PAGE EXTRACT:
+ + + + + + +

Shoes in our culture perform three major functions. The first is to protect the foot. The second is to enhance performance and function of the foot in athletics and day to day activities. The third function serves a cosmetic function for dress and design.

The style of the shoes refers to the essential design character and architecture of the shoe. There are seven basic footwear styles. These include the pump, the oxford, the sandal, the mule, the boot, the clog and the moccasin. Fashion is the variation of a particular style and is dependent on the imagination of designers and buying habits of consumers.

The basic anatomy of men’s and women’s shoes are very similar. The proportions, however, tend to be different. These differences lead to an increased incidence of foot problems in women. The toebox is the front portion of the shoe’s upper. The space between the floor and the plantar aspect or bottom of the toes is the “toe spring”. This gives a rocker bottom effect to the shoe and helps progress weight during the gait cycle. A narrow or pointed toebox gives the illusion of a small foot although often compresses the toes and leads to foot problems.

Just behind the toebox is the vamp or the upper part of the shoe that covers the instep. In women’s fashionable shoes, there is a very small vamp and no tongue in an attempt to make the foot look smaller. The perfect vamp is one that is large enough to cover the instep while being snug enough to secure the foot in the shoe.

+ + + + + + +

SUPPLIED RECORDS:
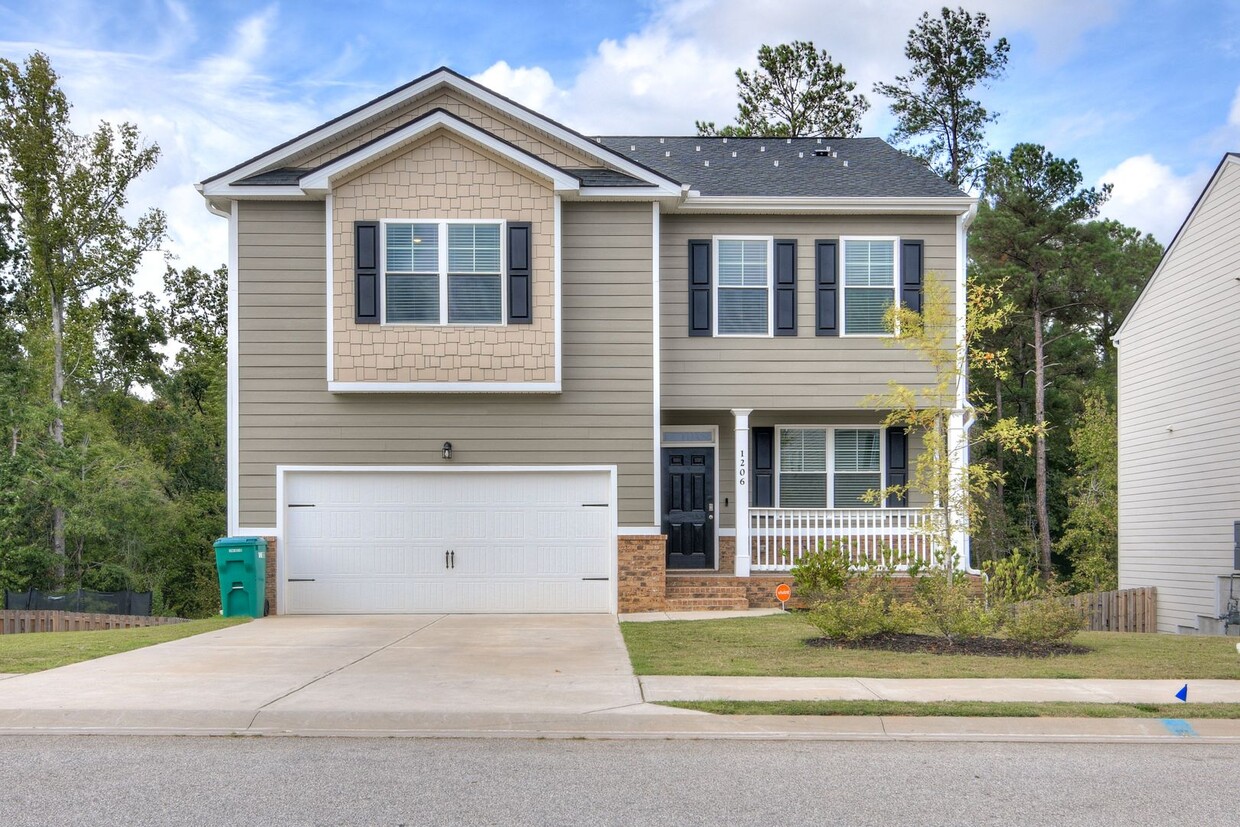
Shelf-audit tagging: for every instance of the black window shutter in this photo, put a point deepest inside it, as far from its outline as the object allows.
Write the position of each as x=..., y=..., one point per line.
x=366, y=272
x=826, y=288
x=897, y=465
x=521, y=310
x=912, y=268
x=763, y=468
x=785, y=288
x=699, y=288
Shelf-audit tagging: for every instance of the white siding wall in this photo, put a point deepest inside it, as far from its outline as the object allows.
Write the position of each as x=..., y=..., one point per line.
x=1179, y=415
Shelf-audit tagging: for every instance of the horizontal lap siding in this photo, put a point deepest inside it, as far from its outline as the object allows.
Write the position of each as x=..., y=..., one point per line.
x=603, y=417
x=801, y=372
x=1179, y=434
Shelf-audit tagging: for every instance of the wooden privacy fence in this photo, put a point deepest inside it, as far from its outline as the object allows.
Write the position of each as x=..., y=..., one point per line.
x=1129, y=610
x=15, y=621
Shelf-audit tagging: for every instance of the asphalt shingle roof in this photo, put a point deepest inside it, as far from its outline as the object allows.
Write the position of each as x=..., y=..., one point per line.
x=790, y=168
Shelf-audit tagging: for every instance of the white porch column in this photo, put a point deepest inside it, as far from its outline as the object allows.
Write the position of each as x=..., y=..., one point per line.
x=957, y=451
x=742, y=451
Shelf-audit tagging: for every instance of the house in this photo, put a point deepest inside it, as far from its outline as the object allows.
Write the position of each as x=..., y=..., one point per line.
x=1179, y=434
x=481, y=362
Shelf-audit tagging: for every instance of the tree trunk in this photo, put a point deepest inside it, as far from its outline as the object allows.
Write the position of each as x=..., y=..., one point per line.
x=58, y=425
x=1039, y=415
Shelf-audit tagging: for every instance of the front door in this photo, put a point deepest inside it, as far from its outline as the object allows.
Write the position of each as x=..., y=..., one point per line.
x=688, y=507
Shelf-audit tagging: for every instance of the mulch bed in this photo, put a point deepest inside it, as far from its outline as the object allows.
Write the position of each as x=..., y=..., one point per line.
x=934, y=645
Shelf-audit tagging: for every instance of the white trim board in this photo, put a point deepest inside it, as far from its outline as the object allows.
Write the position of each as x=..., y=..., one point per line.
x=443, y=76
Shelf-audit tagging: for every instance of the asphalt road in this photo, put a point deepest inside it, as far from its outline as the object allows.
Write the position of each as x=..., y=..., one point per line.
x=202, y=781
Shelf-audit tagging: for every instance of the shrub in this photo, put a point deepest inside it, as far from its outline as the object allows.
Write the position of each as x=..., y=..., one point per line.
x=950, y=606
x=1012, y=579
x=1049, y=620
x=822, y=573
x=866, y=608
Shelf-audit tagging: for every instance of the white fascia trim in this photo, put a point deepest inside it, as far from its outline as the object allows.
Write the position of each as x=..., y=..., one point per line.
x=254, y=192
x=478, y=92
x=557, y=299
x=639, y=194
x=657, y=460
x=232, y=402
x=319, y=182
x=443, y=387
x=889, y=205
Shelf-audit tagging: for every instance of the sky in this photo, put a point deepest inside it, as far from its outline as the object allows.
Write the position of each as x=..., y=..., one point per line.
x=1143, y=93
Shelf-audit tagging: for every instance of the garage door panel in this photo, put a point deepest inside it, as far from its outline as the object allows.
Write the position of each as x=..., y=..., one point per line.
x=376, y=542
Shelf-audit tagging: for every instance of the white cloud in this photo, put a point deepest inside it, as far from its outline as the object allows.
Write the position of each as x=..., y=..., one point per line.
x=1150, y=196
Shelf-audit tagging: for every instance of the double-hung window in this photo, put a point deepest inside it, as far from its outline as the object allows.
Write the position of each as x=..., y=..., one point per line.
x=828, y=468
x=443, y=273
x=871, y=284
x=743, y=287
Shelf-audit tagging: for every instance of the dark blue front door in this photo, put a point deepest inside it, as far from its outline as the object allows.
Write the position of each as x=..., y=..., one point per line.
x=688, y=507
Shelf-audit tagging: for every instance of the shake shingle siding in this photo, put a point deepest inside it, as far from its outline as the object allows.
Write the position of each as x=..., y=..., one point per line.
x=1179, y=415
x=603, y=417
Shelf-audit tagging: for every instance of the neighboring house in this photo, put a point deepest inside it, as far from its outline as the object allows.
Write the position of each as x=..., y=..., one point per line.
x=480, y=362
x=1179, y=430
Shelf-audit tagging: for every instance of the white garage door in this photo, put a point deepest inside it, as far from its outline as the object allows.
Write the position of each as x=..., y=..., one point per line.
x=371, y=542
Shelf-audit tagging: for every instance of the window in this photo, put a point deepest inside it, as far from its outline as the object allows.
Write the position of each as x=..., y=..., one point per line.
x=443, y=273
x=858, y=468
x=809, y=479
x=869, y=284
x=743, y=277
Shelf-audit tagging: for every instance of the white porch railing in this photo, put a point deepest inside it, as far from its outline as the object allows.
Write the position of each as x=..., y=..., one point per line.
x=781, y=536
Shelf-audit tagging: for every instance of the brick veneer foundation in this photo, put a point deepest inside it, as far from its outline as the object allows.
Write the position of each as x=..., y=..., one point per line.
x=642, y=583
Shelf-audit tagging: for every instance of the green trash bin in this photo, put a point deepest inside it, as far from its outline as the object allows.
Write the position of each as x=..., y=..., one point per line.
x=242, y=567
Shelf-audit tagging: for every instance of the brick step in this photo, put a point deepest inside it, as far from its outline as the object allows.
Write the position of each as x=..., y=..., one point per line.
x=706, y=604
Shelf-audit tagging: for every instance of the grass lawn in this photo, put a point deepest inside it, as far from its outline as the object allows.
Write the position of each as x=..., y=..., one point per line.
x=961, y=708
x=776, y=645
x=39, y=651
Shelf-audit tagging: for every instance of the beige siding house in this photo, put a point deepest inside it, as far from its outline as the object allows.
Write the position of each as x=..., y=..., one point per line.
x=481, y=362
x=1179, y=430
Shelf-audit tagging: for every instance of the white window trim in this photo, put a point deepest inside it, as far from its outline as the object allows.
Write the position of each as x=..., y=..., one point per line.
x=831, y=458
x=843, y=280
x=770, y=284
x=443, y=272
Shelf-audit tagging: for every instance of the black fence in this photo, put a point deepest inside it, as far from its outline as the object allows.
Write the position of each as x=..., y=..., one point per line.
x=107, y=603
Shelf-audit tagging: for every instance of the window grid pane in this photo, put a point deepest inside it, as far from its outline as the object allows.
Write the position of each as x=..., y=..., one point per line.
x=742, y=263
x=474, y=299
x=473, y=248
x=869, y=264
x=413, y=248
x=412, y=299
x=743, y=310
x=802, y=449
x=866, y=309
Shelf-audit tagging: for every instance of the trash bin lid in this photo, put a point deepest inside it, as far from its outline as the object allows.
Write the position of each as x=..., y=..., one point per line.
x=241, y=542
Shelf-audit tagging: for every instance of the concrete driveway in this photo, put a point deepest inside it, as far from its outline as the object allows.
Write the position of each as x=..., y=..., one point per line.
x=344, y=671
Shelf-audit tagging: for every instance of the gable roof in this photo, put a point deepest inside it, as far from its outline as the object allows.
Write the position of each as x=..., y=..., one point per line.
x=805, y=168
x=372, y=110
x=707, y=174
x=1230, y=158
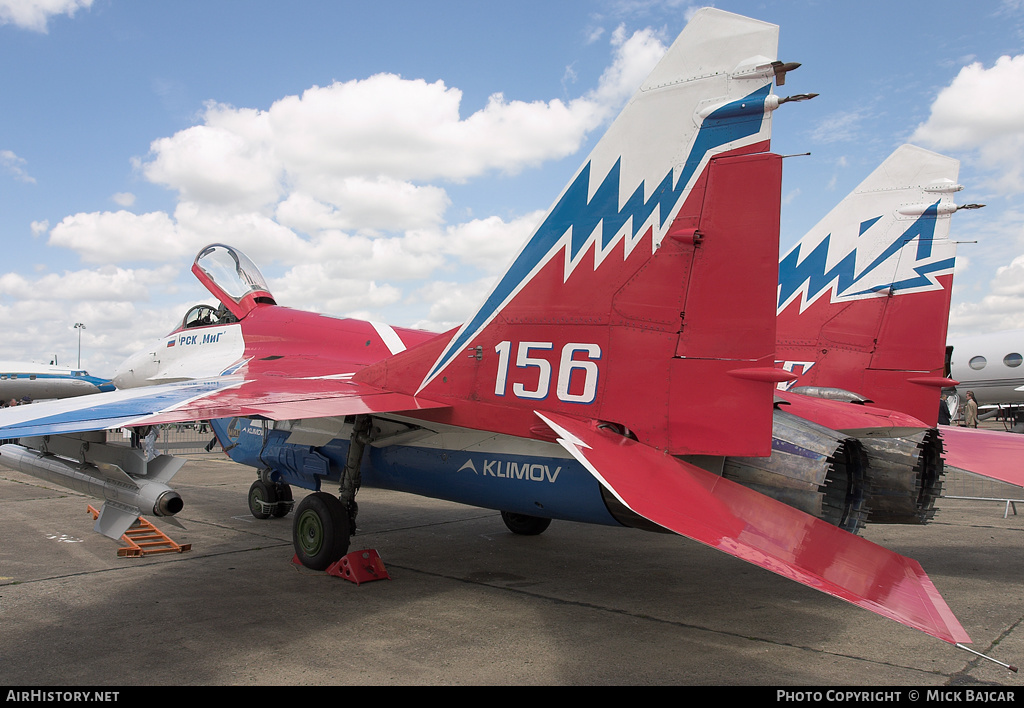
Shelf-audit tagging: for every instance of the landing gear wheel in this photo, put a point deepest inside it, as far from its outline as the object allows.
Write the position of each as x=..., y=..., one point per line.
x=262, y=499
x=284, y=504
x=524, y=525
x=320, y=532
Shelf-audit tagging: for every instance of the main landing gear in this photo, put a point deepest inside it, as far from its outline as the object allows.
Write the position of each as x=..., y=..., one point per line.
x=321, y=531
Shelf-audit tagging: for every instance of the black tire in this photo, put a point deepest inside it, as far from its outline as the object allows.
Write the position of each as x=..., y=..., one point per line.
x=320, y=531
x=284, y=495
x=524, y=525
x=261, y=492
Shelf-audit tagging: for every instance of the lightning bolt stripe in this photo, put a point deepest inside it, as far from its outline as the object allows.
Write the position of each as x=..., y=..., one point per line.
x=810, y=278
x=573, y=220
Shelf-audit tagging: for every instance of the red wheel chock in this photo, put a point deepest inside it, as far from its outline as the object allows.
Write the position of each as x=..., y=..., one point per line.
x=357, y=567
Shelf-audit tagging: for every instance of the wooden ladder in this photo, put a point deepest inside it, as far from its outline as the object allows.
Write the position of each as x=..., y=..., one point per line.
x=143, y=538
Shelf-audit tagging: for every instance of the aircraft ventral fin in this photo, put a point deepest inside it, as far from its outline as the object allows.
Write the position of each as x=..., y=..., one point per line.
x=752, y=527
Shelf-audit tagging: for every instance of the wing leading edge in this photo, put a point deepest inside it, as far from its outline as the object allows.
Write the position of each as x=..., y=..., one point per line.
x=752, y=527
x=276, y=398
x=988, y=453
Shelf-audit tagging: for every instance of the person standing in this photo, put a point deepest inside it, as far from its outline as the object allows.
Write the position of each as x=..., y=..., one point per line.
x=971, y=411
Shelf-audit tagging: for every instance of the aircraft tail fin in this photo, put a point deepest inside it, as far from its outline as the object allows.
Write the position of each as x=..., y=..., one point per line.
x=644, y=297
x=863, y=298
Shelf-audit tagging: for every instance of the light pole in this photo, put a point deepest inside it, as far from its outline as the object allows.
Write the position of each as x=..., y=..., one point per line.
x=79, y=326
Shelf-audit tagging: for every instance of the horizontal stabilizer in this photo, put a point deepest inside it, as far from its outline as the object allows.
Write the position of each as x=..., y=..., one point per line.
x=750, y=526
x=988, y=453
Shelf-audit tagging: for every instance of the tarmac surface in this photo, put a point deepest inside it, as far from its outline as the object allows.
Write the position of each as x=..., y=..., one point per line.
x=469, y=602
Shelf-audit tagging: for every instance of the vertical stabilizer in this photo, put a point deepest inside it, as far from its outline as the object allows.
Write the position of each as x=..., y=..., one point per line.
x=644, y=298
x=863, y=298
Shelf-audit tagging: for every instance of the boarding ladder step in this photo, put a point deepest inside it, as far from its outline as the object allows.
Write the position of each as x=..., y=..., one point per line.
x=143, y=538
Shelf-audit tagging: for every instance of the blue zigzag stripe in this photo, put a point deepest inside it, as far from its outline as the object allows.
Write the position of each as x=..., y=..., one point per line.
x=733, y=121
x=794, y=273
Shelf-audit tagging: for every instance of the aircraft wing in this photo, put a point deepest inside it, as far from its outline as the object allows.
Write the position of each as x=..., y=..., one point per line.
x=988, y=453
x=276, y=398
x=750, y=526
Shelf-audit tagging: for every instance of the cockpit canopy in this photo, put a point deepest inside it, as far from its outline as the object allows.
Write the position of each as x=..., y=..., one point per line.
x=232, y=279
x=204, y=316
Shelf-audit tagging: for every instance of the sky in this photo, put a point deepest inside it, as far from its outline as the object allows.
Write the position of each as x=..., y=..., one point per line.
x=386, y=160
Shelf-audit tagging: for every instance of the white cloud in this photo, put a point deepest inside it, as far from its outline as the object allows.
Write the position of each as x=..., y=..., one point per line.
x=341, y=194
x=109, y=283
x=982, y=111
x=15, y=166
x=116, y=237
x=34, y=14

+ + + + + + +

TASK 1:
Change "tongue" to "throat" in the shoe anatomy text and reproduce it, beginning at the words "Just behind the" and stopping after "in the shoe.".
TASK 2:
Go on with the text on shoe functions and anatomy, picking up after its final sentence.

FINAL ANSWER 1:
Just behind the toebox is the vamp or the upper part of the shoe that covers the instep. In women’s fashionable shoes, there is a very small vamp and no throat in an attempt to make the foot look smaller. The perfect vamp is one that is large enough to cover the instep while being snug enough to secure the foot in the shoe.

FINAL ANSWER 2:
Behind the vamp, the upper portion comprising the back of the shoe’s upper, is called the quarter. This extends to the counter or the area at the back of the shoe that encases the heel. The counter controls the heel and heel fit. Many people who purchase a wide width shoe to accommodate a wide forefoot, find that they have problems slipping out of the counter because of poor fit. This is because shoe manufacturers tend to “scale up” all parts of the shoe to the same proportion. Unfortunately, foot width which can increase from spreading between the forefoot bones, tends to enlarge more than the heel width which is a single bone.

Inside the shoe is the insole or the cushioning on which the foot is supported. This area comes in contact with the bottom of the foot and provides cushioning. Unfortunately, fashionable shoes often dictate a small-appearing foot and insoles are as thin as possible and provide no cushioning effect. Many sport-specific shoes have special outsoles to provide traction, shock absorption and to control pivoting for optimal performance.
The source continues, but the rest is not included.